◆ TASK TO CARRY OUT ◆
Repeat each of the following rows word for word, leaving nothing out.

◆ Stored dataset rows ◆
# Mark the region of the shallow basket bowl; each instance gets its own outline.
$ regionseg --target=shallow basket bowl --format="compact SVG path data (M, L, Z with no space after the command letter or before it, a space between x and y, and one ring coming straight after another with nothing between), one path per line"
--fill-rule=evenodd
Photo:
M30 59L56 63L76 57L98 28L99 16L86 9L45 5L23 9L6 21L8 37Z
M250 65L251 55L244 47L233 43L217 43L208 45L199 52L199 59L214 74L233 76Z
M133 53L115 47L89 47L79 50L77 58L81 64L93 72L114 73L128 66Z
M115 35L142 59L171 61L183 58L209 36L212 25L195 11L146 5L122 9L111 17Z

◆ CORRECT ANSWER ◆
# Mark the region of the shallow basket bowl; each instance gets its own outline.
$ regionseg --target=shallow basket bowl --format="compact SVG path data (M, L, Z with no space after the command letter or before it, a space between x and y, and one ring coming straight after another with nothing between), one path per line"
--fill-rule=evenodd
Photo:
M30 59L56 63L76 57L98 28L99 16L86 9L45 5L23 9L6 21L8 37Z
M250 65L251 55L244 47L233 43L217 43L208 45L199 52L199 59L214 74L233 76Z
M133 53L115 47L89 47L79 50L77 58L81 64L93 72L114 73L128 66Z
M115 35L142 59L171 61L183 58L209 36L212 25L195 11L146 5L122 9L111 17Z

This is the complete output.